### Data for review

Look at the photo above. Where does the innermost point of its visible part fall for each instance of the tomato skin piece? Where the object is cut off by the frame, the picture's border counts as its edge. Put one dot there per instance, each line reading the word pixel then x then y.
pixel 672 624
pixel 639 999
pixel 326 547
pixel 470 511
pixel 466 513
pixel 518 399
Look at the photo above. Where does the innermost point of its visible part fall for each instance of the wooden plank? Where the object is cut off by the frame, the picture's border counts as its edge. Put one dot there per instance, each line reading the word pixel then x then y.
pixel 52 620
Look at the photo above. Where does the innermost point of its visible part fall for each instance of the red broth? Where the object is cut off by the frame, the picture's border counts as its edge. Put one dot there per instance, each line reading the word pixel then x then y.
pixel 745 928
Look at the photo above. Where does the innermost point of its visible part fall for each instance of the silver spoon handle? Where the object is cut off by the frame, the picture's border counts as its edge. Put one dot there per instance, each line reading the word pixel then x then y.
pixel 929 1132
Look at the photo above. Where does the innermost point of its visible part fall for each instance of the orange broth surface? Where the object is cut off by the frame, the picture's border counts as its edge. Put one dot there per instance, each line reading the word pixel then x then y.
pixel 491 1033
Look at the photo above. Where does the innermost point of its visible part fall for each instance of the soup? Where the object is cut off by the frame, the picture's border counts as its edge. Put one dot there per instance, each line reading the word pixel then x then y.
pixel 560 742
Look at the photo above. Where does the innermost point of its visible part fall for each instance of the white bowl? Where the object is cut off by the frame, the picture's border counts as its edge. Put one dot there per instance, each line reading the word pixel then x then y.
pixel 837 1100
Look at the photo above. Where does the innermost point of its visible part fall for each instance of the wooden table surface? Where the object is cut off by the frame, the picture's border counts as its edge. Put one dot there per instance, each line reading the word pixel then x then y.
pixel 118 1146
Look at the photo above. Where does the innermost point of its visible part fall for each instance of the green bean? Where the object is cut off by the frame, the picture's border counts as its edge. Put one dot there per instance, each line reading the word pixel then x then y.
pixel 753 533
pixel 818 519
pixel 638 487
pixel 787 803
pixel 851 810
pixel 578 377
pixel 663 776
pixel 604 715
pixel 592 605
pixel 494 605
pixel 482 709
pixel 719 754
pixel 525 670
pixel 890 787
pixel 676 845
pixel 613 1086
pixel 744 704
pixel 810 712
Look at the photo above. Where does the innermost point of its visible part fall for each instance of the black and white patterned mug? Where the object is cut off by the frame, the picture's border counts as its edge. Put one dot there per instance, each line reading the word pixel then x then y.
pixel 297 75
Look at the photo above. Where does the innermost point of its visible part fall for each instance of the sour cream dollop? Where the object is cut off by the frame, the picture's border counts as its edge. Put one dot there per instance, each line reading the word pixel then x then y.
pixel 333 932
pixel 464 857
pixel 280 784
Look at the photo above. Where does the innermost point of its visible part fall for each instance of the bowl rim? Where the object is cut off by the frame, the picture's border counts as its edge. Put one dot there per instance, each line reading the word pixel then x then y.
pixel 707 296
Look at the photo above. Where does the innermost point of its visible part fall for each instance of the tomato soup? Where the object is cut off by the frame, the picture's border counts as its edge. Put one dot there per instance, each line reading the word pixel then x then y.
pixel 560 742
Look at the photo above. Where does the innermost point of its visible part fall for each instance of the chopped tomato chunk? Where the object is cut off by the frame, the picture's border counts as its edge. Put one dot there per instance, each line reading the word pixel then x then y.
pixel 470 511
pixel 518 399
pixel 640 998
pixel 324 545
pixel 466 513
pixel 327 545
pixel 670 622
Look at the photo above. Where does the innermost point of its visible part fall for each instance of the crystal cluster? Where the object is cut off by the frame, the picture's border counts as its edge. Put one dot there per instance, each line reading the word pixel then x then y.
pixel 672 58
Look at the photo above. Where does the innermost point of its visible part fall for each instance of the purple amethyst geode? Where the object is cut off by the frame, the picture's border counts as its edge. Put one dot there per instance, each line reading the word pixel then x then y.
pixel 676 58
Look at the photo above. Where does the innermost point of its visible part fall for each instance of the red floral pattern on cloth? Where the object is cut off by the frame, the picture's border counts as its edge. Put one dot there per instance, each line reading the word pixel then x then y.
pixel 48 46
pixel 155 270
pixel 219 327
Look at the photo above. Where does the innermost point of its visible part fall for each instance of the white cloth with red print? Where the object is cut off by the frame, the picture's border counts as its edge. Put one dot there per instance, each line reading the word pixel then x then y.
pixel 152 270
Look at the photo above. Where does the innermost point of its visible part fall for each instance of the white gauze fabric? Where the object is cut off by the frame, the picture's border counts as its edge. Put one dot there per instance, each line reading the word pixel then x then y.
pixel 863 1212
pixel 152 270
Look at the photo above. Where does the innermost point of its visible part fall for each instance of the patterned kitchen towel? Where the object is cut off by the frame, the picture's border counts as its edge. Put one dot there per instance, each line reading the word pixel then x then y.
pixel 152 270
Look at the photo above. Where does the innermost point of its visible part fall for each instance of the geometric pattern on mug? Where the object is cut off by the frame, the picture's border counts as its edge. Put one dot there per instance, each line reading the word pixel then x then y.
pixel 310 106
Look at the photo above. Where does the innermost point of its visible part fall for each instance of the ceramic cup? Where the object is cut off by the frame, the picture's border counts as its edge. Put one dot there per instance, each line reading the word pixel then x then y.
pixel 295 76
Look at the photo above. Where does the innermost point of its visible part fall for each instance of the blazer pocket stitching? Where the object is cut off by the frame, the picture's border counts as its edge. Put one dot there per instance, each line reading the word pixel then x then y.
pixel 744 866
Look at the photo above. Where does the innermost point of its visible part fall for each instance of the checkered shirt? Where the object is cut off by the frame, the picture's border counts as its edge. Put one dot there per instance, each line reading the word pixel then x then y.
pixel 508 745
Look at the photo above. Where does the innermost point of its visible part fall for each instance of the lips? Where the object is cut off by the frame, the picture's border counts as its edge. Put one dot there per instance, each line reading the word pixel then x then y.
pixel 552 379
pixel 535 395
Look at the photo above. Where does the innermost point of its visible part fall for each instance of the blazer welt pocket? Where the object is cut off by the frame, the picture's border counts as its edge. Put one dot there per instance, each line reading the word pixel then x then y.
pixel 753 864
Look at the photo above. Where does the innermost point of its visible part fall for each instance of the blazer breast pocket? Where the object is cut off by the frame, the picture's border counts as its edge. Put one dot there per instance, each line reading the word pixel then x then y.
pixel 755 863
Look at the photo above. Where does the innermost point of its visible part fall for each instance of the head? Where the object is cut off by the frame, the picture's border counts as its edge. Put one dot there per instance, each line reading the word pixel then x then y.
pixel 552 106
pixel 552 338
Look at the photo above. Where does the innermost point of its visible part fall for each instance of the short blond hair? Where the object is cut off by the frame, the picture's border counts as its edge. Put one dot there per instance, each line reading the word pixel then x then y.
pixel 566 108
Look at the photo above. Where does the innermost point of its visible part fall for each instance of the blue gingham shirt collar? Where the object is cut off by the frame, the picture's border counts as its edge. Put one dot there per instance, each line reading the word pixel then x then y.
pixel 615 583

### Exercise brief
Transcribe all of the data exactly, leaving no line out.

### Output for this task
Look at the photo above. Where does the innermost point of its visible part fall for each instance of the tomato skin piece? Where the object is cut off by the frame, the picture's border counts as its edge. Put one dot there per instance, each line reading the word pixel then x then y.
pixel 672 624
pixel 639 999
pixel 326 547
pixel 470 511
pixel 466 513
pixel 518 399
Look at the photo above. Where does the innermost point of its visible part fall for each instance of the wooden plank? Where the object is cut off by the frame, the picture's border counts as its edge. Put one dot there per instance, each line reading the word pixel then x then y.
pixel 52 620
Look at the photo above. Where does the innermost point of its visible part fall for each instance of the red broth? Where the object is cut off by the frame, the picture's border counts as its edge. Put one dot there per instance, each line reading the word pixel then x then y.
pixel 745 928
Look at the photo above. Where does the innermost point of its visible part fall for each instance of the silver spoon handle? Where the object is cut off by the frame, the picture's border counts as its edge. Put one dot there per instance, each line reading the word pixel then x then y.
pixel 929 1132
Look at the photo above. Where does the innermost point of its visible part fall for each instance of the orange broth surface? Where the object is cut off by the frame, the picture's border counts as its edge. Put one dot there per instance, each line reading the word pixel then x then y.
pixel 491 1033
Look at the photo above. Where does the innermost point of its visible part fall for each instance of the soup? Where the object is cut off by the frame, the picture's border counts as its edge. Put one dot there per instance, each line reading the word pixel then x then y.
pixel 560 742
Look at the photo above. Where does the innermost point of its visible part fall for each instance of the white bowl? Where the object is cut off by the frame, the picture's border counts as its edge. Put one dot there per instance, each line reading the word pixel then x then y.
pixel 837 1100
Look at the photo above. Where does the innermost point of its visible part fall for each instance of the wooden table surface? Where the object is cut off by the frame, the picture's border counts as its edge. Put one dot there per instance, each line reading the word pixel then x then y.
pixel 118 1146
Look at the photo above. Where does the innermost point of its visible part fall for each instance of the green bean? Where the object is cut off by the frame, the picture's border counts as its edge. Put one dot there per instance, each line reading the word pixel then x then y.
pixel 753 533
pixel 818 519
pixel 638 487
pixel 787 803
pixel 851 810
pixel 578 377
pixel 663 776
pixel 604 715
pixel 592 605
pixel 494 605
pixel 482 709
pixel 719 754
pixel 525 670
pixel 890 787
pixel 676 845
pixel 613 1086
pixel 744 704
pixel 810 712
Look at the photo above. Where does the innermost point of its visible part fall for each instance of the black and white patterned mug? Where the object is cut off by the frame, the picture's border counts as its edge. Put one dot there per instance, each line reading the word pixel then x then y.
pixel 297 75
Look at the photo above. Where does the innermost point of its visible part fall for each instance of the sour cream dollop? Where the object is cut off by the frame, the picture's border counts as its edge. Put one dot there per instance, each line reading the word pixel then x then y.
pixel 333 932
pixel 464 857
pixel 280 784
Look at the photo above. Where does the innermost point of its visible part fall for each instance of the bowl rim? Where the object is cut off by the frame, the picture's border counts as its edge. Put one dot there per instance, each line reading the word pixel then x then y.
pixel 707 296
Look at the photo above. Where does the innermost point of its visible part fall for each instance of the tomato soup? Where the object is cut off by the frame, the picture's border counts as its edge. Put one dot there per instance, each line reading the word pixel then x then y.
pixel 560 742
Look at the photo above. Where does the innermost point of its visible part fall for each instance of the chopped tomato chunk? Where the object is cut off by the frame, the picture's border counts as its edge. Put one dot there per instance, each line reading the word pixel then x then y.
pixel 470 511
pixel 518 399
pixel 640 998
pixel 324 545
pixel 466 513
pixel 327 545
pixel 670 622
Look at the photo above. Where does the innermost point of its visible part fall for each instance of the crystal cluster? Where the object is cut off by the frame, the picture's border counts as its edge. Put one dot there per instance, each line reading the word pixel then x then y.
pixel 672 58
Look at the photo above. Where does the innermost point of its visible part fall for each instance of the purple amethyst geode? Where the object is cut off by the frame, the picture's border counts as its edge. Put one dot there per instance, each line reading the word pixel then x then y.
pixel 676 58
Look at the photo above. Where does the innermost point of its visible part fall for each instance of the red floral pattern on cloth? Where the object is cut off by the frame, the picture's border counts as its edge. Put one dot there per instance, each line reading the word pixel then x then y.
pixel 48 46
pixel 155 270
pixel 219 327
Look at the photo above. Where does the innermost point of its visible part fall for each instance of the white cloth with red print? Where the object is cut off by the frame, the picture's border counts as its edge. Put one dot there per instance, each line reading the word pixel then x then y.
pixel 152 270
Look at the photo above. Where does the innermost point of its visible part fall for each instance of the white gauze fabric? Where the object is cut off by the frame, the picture's border counts as its edge. Put one dot there per instance, each line reading the word pixel then x then y.
pixel 863 1212
pixel 152 270
Look at the photo above. Where does the innermost point of its visible part fall for each instance of the patterned kitchen towel? Where the object is cut off by the frame, the picture's border counts as its edge. Put one dot there per instance, each line reading the word pixel then x then y.
pixel 152 270
Look at the photo above. Where does the innermost point of its visible part fall for each instance of the geometric pattern on mug? Where the object is cut off by the frame, the picture's border counts as its edge. Put one dot there per instance, each line reading the word pixel then x then y.
pixel 310 106
Look at the photo above. Where does the innermost point of its visible part fall for each instance of the ceramic cup? Where the object is cut off by the frame, the picture's border counts as its edge. Put one dot there per instance, each line reading the word pixel then x then y.
pixel 295 76
Look at the photo above. Where does the innermost point of its visible part fall for each instance of the blazer pocket stitching? Where the object is cut off by the frame, the picture's border counts as its edge. Put one dot there per instance, each line reading the word pixel then x then y.
pixel 744 866
Look at the photo above. Where does the innermost point of its visible part fall for each instance of the checkered shirt? Where the object is cut off by the frame, the picture's border counts as its edge. Put one dot there per instance, each line reading the word pixel then x then y.
pixel 508 745
Look at the photo above. Where does the innermost point of its visible part fall for each instance of the lips? Where the object is cut off by the frame, the picture's border counts as its edge. Put one dot there per instance, each line reading the word pixel then x then y.
pixel 552 379
pixel 535 395
Look at the photo above. Where does the innermost point of its visible part fall for each instance of the blazer welt pocket? Where the object is cut off by the frame, the picture's border counts as its edge. Put one dot there per instance, each line reading the word pixel then x then y.
pixel 753 864
Look at the photo above. Where does the innermost point of its visible part fall for each instance of the blazer breast pocket? Where the object is cut off by the frame, the picture's border counts as its edge. Put one dot there per instance, each line reading the word pixel then x then y.
pixel 755 863
Look at the photo above. Where does the innermost point of its visible part fall for each instance of the head? Where the object is cut off by the frame, the picture's border counts as its edge. Put one dot there per instance, each line reading the word pixel then x then y.
pixel 552 106
pixel 552 338
Look at the photo above. Where does the innermost point of its visible part fall for each instance of the short blond hair? Where the object is cut off by the frame, the picture's border counts as its edge. Put one dot there per instance, each line reading the word pixel then x then y.
pixel 566 108
Look at the photo above. Where does the innermost point of its visible part fall for each instance of the blue gingham shirt collar? Where the object is cut off by the frame, the picture's border counts as its edge. Put one dot there per instance, each line reading the word pixel then x then y.
pixel 615 583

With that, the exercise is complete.